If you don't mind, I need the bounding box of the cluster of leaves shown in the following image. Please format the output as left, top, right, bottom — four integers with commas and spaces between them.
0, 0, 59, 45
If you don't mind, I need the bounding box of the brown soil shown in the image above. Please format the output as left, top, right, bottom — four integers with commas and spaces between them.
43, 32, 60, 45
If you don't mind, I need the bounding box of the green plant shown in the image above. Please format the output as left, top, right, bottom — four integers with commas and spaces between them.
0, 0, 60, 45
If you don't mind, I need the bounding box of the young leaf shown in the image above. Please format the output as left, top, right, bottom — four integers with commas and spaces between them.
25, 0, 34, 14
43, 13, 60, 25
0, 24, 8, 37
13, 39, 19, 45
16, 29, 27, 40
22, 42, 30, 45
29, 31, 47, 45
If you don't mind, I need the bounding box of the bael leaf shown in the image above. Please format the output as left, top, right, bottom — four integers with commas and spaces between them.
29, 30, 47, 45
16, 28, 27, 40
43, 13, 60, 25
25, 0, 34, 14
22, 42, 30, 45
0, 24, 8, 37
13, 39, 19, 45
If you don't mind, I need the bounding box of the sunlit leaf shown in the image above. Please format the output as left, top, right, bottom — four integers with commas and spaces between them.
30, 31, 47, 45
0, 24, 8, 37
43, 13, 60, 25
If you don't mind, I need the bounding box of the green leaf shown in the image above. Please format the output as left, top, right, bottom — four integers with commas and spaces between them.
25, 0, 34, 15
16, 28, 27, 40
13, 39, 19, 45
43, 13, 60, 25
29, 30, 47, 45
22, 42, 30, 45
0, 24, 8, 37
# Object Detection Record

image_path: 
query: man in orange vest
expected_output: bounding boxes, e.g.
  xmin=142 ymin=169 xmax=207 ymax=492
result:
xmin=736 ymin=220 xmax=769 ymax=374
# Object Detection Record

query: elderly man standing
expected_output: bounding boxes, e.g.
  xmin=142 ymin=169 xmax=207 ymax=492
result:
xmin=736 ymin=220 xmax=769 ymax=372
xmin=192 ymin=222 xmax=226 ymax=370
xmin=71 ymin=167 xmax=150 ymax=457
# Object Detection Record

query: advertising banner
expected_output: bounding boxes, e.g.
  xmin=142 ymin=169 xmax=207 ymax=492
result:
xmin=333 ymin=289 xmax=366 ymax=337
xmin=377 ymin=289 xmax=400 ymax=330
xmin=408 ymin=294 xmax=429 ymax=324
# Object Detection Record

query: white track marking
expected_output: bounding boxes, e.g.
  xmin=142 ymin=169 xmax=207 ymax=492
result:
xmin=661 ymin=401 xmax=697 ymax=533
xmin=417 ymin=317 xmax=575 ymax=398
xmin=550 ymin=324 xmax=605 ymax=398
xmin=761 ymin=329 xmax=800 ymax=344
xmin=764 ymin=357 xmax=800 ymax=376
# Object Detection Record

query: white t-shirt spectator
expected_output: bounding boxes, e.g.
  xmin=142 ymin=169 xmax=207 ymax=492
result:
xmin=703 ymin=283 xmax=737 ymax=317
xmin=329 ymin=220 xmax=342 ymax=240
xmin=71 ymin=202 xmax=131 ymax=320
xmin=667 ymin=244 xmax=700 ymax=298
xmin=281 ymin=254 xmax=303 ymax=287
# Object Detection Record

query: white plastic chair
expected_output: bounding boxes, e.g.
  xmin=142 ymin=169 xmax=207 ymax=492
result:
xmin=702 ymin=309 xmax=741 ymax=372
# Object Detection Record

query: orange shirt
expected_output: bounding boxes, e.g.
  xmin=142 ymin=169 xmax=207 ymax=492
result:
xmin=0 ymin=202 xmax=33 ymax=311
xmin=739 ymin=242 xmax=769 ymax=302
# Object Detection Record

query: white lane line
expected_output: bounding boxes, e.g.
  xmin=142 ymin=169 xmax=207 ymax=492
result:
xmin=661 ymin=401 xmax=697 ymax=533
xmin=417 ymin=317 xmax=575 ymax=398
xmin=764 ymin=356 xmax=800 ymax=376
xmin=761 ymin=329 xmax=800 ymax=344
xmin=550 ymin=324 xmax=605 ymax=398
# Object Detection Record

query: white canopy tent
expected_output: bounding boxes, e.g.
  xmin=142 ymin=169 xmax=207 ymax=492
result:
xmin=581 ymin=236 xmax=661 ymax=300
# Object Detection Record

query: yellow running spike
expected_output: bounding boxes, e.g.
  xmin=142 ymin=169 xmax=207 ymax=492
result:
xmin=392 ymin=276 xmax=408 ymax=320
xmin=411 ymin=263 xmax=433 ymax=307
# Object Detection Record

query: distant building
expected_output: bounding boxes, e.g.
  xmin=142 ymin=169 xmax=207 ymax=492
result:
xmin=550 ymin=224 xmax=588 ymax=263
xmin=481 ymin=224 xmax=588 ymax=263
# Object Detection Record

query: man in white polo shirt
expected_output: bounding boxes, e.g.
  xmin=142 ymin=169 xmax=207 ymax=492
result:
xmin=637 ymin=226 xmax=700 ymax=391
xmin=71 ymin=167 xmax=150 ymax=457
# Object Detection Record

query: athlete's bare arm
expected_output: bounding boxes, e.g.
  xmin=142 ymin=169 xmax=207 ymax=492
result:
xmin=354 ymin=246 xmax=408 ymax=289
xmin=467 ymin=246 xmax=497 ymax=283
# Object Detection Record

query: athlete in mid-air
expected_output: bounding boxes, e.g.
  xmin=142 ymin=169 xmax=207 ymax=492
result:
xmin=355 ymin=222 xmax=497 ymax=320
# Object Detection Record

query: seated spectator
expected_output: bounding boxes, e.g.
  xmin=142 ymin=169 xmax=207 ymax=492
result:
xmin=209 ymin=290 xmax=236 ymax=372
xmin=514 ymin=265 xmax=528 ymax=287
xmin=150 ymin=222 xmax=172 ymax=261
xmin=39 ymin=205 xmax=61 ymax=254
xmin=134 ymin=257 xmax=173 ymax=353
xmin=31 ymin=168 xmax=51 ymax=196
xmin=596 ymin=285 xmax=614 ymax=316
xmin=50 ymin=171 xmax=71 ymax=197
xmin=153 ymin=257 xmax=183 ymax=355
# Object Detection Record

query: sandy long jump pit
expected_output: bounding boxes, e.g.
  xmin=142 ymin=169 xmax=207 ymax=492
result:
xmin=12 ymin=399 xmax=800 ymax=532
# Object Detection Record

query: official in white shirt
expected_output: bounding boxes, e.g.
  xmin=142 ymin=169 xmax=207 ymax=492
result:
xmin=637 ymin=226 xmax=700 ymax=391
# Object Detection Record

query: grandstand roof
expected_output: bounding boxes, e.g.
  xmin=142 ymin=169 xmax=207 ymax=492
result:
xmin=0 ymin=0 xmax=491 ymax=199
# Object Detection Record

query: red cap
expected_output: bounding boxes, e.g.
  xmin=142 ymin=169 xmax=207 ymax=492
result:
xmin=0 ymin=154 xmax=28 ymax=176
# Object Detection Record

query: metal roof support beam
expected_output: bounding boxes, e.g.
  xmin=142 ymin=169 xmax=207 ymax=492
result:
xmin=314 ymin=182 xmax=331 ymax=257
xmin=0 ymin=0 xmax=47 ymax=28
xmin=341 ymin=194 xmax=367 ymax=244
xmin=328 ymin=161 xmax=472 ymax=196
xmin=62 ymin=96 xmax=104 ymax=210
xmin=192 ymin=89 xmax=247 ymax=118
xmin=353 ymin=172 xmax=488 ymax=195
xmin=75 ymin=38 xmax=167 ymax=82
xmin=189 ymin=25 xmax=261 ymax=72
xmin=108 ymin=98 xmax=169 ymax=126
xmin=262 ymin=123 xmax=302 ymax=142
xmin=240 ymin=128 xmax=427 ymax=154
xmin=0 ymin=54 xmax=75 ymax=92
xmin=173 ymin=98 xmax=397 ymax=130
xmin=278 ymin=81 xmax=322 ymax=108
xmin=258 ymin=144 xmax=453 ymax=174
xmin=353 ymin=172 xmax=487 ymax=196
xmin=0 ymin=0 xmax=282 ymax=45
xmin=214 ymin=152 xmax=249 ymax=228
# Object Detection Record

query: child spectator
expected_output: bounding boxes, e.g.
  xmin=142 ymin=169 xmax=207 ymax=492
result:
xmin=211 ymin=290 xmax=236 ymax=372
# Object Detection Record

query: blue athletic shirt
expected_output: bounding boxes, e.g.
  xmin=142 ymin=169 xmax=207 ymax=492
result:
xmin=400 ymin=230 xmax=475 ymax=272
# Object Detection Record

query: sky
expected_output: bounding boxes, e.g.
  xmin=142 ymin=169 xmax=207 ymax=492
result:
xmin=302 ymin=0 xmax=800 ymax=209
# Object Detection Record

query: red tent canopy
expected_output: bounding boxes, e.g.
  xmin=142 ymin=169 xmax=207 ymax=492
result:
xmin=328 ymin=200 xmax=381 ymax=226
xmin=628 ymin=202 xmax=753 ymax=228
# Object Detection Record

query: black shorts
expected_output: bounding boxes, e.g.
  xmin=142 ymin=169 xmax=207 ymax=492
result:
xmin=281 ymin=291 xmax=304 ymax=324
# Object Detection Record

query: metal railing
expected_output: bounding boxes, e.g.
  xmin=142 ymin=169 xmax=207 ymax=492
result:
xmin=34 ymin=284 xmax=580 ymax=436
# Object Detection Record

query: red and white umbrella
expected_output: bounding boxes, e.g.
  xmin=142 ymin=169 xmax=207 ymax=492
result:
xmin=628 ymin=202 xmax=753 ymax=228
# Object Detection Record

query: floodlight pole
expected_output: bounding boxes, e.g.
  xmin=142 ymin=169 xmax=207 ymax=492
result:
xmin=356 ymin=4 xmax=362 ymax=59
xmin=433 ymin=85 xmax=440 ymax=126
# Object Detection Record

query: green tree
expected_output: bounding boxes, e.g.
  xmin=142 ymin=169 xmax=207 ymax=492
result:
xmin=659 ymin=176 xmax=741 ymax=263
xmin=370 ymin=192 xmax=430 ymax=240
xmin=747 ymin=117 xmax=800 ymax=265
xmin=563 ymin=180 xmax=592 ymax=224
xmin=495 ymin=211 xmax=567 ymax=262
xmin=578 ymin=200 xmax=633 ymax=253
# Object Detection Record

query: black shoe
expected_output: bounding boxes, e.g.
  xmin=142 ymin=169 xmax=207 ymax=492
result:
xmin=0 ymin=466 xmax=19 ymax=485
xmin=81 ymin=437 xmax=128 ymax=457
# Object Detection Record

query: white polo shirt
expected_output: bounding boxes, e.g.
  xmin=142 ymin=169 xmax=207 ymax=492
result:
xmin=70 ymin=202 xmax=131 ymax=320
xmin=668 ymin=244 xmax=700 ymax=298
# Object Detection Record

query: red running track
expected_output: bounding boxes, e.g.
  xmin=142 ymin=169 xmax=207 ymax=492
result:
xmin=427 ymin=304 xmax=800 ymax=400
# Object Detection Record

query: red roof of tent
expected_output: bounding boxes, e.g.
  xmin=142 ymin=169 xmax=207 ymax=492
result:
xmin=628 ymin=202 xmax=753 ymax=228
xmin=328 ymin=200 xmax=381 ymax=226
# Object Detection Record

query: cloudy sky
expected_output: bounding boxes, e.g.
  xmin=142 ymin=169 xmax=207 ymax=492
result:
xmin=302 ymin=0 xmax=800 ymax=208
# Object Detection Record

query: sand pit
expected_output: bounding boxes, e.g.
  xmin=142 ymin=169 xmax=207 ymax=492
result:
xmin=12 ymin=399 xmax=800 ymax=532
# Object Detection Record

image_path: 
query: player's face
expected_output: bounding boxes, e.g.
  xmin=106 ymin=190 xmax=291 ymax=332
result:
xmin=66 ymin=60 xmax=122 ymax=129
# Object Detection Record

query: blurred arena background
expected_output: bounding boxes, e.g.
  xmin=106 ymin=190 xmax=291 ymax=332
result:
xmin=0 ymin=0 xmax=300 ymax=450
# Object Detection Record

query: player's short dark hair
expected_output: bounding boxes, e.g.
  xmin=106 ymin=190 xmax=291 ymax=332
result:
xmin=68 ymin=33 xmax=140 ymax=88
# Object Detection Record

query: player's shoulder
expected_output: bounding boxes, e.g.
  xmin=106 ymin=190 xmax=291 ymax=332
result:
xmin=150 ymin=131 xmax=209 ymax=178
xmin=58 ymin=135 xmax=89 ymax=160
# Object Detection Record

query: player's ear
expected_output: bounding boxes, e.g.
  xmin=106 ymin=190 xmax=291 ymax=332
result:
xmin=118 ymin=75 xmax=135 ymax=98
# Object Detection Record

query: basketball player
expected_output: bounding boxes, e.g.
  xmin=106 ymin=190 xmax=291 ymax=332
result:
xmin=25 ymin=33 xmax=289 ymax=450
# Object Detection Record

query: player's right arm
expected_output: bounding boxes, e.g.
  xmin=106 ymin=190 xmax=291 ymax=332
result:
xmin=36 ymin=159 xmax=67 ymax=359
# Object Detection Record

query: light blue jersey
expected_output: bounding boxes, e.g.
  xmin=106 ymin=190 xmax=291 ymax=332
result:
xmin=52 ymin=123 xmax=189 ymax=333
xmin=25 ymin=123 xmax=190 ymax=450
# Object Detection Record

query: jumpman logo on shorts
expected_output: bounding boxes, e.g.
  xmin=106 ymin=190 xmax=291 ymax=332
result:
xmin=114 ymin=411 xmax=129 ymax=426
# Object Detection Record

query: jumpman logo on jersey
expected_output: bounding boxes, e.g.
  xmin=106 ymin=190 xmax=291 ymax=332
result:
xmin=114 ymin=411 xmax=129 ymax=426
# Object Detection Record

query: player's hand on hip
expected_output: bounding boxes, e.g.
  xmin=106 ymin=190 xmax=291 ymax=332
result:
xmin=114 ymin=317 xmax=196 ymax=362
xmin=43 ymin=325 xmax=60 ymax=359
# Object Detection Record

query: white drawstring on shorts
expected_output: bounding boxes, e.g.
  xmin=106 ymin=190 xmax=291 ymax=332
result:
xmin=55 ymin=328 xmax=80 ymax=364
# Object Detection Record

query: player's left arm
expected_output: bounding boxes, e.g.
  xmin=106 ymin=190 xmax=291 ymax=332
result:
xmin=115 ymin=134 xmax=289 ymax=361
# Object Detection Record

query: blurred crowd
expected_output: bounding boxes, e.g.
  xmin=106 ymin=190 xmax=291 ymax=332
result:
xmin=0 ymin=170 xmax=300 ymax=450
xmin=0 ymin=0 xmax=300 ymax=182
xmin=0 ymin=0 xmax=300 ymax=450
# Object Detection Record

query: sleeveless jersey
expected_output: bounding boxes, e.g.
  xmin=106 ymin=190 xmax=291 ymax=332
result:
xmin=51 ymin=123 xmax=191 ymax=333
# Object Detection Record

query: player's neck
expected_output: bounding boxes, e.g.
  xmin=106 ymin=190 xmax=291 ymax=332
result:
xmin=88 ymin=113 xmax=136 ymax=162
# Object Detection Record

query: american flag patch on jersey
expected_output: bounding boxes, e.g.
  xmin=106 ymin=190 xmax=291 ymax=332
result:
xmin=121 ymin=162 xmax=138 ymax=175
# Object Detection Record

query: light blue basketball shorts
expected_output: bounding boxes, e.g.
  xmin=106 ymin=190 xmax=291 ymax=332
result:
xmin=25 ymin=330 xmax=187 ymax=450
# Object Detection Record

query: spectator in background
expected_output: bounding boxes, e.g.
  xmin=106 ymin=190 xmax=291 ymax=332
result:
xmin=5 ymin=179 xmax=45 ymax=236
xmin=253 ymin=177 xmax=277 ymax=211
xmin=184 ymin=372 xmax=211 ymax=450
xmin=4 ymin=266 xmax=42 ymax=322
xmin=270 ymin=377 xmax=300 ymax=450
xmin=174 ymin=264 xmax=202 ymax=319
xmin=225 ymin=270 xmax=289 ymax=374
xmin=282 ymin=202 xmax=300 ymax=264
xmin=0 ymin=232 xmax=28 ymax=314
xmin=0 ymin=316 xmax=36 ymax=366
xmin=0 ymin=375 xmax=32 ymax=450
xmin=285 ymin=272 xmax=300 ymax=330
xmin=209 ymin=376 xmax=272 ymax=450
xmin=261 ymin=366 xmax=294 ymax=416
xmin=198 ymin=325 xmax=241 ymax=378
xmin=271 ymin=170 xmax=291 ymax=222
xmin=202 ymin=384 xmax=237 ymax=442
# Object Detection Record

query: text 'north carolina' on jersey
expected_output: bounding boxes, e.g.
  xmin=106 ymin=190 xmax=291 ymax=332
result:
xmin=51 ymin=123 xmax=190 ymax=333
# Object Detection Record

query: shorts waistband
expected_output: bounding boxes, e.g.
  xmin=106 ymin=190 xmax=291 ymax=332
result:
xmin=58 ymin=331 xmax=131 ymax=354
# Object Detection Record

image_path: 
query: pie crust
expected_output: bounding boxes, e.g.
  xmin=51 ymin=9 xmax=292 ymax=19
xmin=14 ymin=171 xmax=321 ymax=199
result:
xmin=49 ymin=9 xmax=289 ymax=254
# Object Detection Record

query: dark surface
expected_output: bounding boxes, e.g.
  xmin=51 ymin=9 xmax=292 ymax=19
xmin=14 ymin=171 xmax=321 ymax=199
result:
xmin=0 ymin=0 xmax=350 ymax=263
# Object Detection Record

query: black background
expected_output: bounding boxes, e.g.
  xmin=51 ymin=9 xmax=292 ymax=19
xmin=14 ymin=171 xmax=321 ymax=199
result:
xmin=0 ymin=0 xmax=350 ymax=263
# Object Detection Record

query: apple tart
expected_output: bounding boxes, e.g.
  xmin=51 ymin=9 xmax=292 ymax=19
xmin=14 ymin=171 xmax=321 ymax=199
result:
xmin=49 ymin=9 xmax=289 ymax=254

> What is asked
Copy everything from the start of the records down to the line containing "43, 32, 60, 45", substituting "dark soil" for "brown soil" and leaving all else unchanged.

> Task answer
If you don't mind, I need the bounding box of the cluster of leaves shown in the following image. Please format the output as left, top, right, bottom — four integers with commas and spaces between them.
0, 0, 59, 45
If you don't mind, I need the bounding box of the dark soil shown in the image above. Please format the output as left, top, right, bottom — four integers with commas and spaces between them.
43, 32, 60, 45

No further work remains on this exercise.